> **The request**
Please set out each line of the items below as a JSON list of strings, one string per line, skipping any blank lines.
# START OF Source data
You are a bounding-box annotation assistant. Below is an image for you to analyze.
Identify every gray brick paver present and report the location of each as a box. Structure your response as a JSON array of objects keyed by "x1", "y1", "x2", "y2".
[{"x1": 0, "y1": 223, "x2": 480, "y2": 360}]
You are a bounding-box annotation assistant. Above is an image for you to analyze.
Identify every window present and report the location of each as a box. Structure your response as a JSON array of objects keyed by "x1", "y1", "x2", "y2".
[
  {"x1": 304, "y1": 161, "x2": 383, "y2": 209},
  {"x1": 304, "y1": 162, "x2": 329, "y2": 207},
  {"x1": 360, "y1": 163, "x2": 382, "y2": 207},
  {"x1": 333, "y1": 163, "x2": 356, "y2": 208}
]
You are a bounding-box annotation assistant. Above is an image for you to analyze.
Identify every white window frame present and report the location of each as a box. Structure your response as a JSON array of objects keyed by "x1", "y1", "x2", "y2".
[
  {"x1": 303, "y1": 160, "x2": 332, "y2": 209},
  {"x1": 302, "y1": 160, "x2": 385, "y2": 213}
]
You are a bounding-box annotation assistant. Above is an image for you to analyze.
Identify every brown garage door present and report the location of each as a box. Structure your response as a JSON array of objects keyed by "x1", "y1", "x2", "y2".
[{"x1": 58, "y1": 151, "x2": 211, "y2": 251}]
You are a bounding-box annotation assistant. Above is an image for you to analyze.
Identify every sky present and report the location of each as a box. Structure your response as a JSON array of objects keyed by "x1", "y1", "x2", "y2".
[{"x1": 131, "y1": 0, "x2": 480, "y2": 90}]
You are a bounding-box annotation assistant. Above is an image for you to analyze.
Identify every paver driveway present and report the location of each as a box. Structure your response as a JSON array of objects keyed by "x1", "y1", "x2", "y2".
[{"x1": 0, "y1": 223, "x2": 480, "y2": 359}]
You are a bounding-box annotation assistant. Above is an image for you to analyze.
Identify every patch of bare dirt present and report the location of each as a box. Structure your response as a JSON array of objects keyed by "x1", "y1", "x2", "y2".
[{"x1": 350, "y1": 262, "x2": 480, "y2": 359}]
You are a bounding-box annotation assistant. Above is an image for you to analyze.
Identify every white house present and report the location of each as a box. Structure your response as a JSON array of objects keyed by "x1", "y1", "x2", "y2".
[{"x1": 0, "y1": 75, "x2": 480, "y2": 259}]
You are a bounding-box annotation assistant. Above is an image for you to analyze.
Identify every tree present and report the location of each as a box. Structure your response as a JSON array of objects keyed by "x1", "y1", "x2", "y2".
# END OF Source data
> **The result**
[
  "You are a bounding-box annotation assistant. Below is an image for you to analyze.",
  "Identify every gray brick paver present and report the location of each as a box. Structure your response as a JSON array of objects keyed by \"x1\", \"y1\", \"x2\", \"y2\".",
  "[{\"x1\": 0, \"y1\": 223, \"x2\": 480, \"y2\": 360}]",
  "You are a bounding-box annotation assistant. Above is an image for you to analyze.",
  "Identify every window present and report the location of each as a box. Structure your response as a JSON array of objects keyed by \"x1\", \"y1\", \"x2\", \"y2\".",
  "[",
  "  {\"x1\": 304, \"y1\": 161, \"x2\": 383, \"y2\": 209},",
  "  {\"x1\": 304, \"y1\": 162, \"x2\": 329, \"y2\": 207},",
  "  {\"x1\": 360, \"y1\": 163, \"x2\": 382, \"y2\": 207},",
  "  {\"x1\": 333, \"y1\": 163, \"x2\": 356, \"y2\": 208}",
  "]",
  "You are a bounding-box annotation assistant. Above is an image for you to analyze.",
  "Identify every white window frame present and report the location of each as a box. Structure your response as a JSON array of objects keyed by \"x1\", \"y1\", \"x2\", \"y2\".",
  "[",
  "  {\"x1\": 303, \"y1\": 160, \"x2\": 332, \"y2\": 209},",
  "  {\"x1\": 302, \"y1\": 160, \"x2\": 385, \"y2\": 213}",
  "]",
  "You are a bounding-box annotation assistant. Above is an image for you to analyze.",
  "Identify every brown garage door present and report the location of each as a box. Structure your response as a JSON array of objects keyed by \"x1\", \"y1\", \"x2\", \"y2\".",
  "[{\"x1\": 58, \"y1\": 151, \"x2\": 211, \"y2\": 251}]",
  "You are a bounding-box annotation assistant. Above is an image for you to analyze.",
  "Identify every sky present and report the location of each as a box. Structure your response as a JSON array of objects keyed by \"x1\", \"y1\", \"x2\", \"y2\".",
  "[{\"x1\": 131, \"y1\": 0, \"x2\": 480, \"y2\": 90}]",
  "You are a bounding-box annotation assistant. Above is an image for you to analyze.",
  "Identify every paver driveway present and report the location of each as a box. Structure your response as a JSON array of objects keyed by \"x1\", \"y1\", \"x2\", \"y2\".",
  "[{\"x1\": 0, \"y1\": 223, \"x2\": 480, \"y2\": 359}]",
  "You are a bounding-box annotation assistant. Above is an image for you to analyze.",
  "Identify every patch of bare dirt present and report the location of each as a box. Structure your response as a JSON array of objects keyed by \"x1\", \"y1\", \"x2\", \"y2\".",
  "[{\"x1\": 350, \"y1\": 262, \"x2\": 480, \"y2\": 359}]",
  "You are a bounding-box annotation assistant. Above is an image for you to analyze.",
  "Identify every white house present and report the location of each as a box. Structure your response as a JSON array of objects keyed by \"x1\", \"y1\", \"x2\", \"y2\".",
  "[{\"x1\": 0, \"y1\": 75, \"x2\": 480, \"y2\": 259}]",
  "You are a bounding-box annotation assistant. Above is an image for you to analyze.",
  "Identify every tree present and report the location of each as a box. Structure your response as a JSON array of objects keyed by \"x1\", \"y1\", \"x2\", \"y2\"."
]